Altered States of Consciousness is a projection mapping installation that investigates visual hallucinatory forms that stem from altered states of consciousness.  This is known as “form constants” which are visual geometric hallucinations.

Produced by Katherine Symons

Introduction

This work explores visual altered states of consciousness with reference to how the human brain is able to see visual geometric hallucinations. 

Concept Development

My concept and visuals are inspired by geometric visual hallucinations.  Geometric visual hallucinations are not just experienced by individuals who take psychedelics, but also experienced through meditation and hypnagogic and hypnopompic states of consciousness.  Hypnagogic and hypnopompic is a mental phenomenon that can occur in the transitional state from sleep to wakefulness and vice versa.  It is a threshold consciousness that includes hallucinations,  lucid dreaming and sleep paralysis. One also sees geometric visual hallucinations in near death experiences, epilepsy, visual aura migraines or by viewing very bright flickering lights.  It can occur in healthy individuals as well as individuals with certain conditions (Bressloff et al, 2002). When one experiences altered states of consciousness, it mostly reaches visual sensory; these sensory features are phosphenes which can look like random dots, winged objects, representational images and geometrical patterns which are known as form constants. 

Psychologist Heinrich Klüver termed these geometric visual hallucinations as “form constants”, which is taxonomised into various shapes and forms such as: a) tunnels and funnels, b) spirals, c) lattices of triangles shapes and cobweb-like patterns. Visual form constants are generated in the brain and their origin is within the visual cortex area V1 (Bressloff et al, 2002).  Think of the V1 area as a two-dimensional sheet where an object or a scene is projected as a two-dimensional image on the retina of each eye.  Every point is mapped by two coordinates. The alternating areas of light and dark make up a geometric hallucination, and this is caused by intermittent areas of contrasting high and low neural activity in the V1 (Freiberge, 2014).

Mathematicians Jack D. Cowan and G. Bard Ermentrout implemented Klüver’s taxonomy of form constants to create a theory which describes what is happening in our brain when it tricks us into thinking that we are seeing geometric patterns (Freiberge, 2014). 

Some of the sketches in this work are also inspired by geometry, from which I added the golden angle, which equates to 137.5 degrees.  Inspiration was also drawn from stochastic processes in terms of colours generated by chance and how this relates to the randomness that one experiences in visual altered states of consciousness (Dorin, 2015).

Stored data entries
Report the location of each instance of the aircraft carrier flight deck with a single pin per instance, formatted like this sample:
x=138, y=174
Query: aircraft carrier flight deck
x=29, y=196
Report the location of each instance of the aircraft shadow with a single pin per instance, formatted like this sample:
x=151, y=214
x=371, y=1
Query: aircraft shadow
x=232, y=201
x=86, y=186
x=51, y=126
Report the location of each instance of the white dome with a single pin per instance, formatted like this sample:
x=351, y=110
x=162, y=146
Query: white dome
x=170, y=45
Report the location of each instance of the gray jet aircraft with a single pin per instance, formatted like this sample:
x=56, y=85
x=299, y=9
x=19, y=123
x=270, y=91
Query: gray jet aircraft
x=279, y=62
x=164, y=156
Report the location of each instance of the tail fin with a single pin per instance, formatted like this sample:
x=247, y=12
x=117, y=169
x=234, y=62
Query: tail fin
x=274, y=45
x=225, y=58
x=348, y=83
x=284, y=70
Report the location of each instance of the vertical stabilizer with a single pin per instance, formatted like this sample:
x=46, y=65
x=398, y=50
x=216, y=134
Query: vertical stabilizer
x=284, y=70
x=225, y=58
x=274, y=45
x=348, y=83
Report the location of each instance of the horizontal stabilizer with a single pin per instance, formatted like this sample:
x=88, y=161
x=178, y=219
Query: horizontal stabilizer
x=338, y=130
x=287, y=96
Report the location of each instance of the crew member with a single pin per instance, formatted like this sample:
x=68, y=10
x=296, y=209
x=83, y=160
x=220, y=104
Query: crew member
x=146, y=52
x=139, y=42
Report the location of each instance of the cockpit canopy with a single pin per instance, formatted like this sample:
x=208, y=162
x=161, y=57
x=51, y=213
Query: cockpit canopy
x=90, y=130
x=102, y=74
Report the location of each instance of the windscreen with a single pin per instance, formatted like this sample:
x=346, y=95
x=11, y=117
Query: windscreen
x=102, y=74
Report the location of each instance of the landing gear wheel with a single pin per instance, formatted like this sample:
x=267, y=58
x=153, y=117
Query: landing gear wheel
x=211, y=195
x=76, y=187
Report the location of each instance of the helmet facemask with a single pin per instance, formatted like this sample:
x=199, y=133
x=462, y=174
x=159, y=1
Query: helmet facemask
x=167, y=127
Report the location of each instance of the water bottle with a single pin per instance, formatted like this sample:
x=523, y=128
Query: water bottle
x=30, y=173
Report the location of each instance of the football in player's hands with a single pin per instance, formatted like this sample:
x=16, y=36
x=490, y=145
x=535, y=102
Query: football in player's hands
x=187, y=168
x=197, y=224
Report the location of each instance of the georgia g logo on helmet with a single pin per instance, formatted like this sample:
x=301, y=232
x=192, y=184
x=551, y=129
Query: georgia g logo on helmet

§ Tasks for this exercise
A. Rewrite the installation text starting with "Produced by Katherine" and going on through "see visual geometric hallucinations.", putting "human mind" in place of "human brain".
B. Carry on the text about the Altered States of Consciousness installation from the point where it stops.
This material has no connection to the installation text.

§ Responses
A.
Produced by Katherine Symons

Introduction

This work explores visual altered states of consciousness with reference to how the human mind is able to see visual geometric hallucinations.

B.
Artist Inspiration 

The artists who inspired me initially were Paul Constance and John Whitney Sr.

Technical 

This work was made up of seven algorithmic sketches which were written in the C++ programming using openFrameworks (open source toolkit for creative coding).  This was written in integrated development environments (IDEs); Visual Studio for Windows and later Xcode for mac.  The code consisted of for loops, nested for loops, sin/noise, if-statements, vectors, rotations, lerp and the use of random. They were then converted into their own class system in one FBO source with addons consisting of ofxpimapper for projection mapping and a JSON file to create different presets and timers. This work consisted of 11 scenes for the purpose of depicting my sketches in a variety of different timings, particularly short time frames to give a more realistic representation of visual hallucinations.

Future Development and Reflection

The next iteration can develop further by introducing lucid dreams and this can be implemented by adding more high ordered complexity and levels of control with the use of more algorithms that can use more if, else and while statements. This is in order to gain more control and complexity, instead of stochastic randomised processes. However, for the purpose of this present project, stochastic processes were intended as they suited the randomised processes that go within the V1 area of the brain during altered states of consciousness.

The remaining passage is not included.